Exercise objective =
Lines from the listing that hold the string "white" are what you should return.

======== Supplied material ========

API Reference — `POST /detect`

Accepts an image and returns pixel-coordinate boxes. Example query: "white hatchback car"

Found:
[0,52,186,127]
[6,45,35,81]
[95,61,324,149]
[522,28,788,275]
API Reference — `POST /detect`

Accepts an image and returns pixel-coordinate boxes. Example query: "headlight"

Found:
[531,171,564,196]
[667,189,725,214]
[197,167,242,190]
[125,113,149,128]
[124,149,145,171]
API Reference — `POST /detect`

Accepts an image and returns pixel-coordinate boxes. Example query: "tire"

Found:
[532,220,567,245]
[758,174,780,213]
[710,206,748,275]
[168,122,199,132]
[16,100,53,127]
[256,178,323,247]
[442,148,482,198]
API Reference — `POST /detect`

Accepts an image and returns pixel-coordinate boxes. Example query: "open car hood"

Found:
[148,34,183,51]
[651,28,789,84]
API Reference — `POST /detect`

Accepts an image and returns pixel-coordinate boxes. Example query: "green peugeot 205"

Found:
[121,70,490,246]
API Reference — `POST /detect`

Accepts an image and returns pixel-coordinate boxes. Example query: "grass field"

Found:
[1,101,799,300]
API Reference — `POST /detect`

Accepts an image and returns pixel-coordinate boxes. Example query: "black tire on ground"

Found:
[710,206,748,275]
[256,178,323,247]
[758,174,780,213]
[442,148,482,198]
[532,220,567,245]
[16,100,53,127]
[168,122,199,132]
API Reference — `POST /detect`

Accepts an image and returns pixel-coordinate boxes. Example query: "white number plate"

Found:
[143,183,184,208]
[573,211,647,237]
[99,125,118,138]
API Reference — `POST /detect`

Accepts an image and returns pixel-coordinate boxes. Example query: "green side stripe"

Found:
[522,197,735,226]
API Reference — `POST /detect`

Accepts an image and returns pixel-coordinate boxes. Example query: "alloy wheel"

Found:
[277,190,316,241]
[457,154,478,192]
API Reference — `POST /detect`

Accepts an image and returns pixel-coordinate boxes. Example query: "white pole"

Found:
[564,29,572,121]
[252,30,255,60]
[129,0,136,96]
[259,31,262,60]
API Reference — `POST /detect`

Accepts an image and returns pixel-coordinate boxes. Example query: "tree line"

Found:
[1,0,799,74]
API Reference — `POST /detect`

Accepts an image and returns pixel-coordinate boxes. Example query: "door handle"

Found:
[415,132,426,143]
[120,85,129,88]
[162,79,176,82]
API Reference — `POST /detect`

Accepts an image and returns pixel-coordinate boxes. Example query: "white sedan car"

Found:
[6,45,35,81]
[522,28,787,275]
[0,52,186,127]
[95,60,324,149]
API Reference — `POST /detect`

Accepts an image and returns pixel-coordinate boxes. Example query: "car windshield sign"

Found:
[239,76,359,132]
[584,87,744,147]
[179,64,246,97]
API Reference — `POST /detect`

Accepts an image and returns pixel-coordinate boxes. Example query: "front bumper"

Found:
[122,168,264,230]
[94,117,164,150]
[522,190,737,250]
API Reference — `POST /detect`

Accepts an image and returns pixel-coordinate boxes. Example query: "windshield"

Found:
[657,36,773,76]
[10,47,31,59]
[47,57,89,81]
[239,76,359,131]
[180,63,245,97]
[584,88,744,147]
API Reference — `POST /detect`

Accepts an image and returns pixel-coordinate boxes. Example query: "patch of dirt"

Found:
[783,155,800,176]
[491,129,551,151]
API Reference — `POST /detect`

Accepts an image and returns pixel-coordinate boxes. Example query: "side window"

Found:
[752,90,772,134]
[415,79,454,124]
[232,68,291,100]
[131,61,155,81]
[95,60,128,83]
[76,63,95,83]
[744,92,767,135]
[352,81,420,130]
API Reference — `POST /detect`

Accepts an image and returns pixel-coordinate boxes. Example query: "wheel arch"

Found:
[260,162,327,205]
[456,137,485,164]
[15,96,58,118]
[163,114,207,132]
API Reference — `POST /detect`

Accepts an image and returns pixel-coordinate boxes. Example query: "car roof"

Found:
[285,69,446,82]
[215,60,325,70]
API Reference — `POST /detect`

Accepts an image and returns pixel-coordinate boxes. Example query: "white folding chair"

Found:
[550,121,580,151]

========

Response =
Accepts an image and returns pixel-coordinate boxes. Example query: "white hatchback car"
Accepts an image and returns pixel-coordinate boxes. Example query: "white number plate"
Accepts an image and returns pixel-coordinate boxes. Example query: "white pole"
Accepts an image and returns pixel-coordinate boxes. Example query: "white sedan car"
Accepts an image and returns pixel-coordinate boxes. Example query: "white folding chair"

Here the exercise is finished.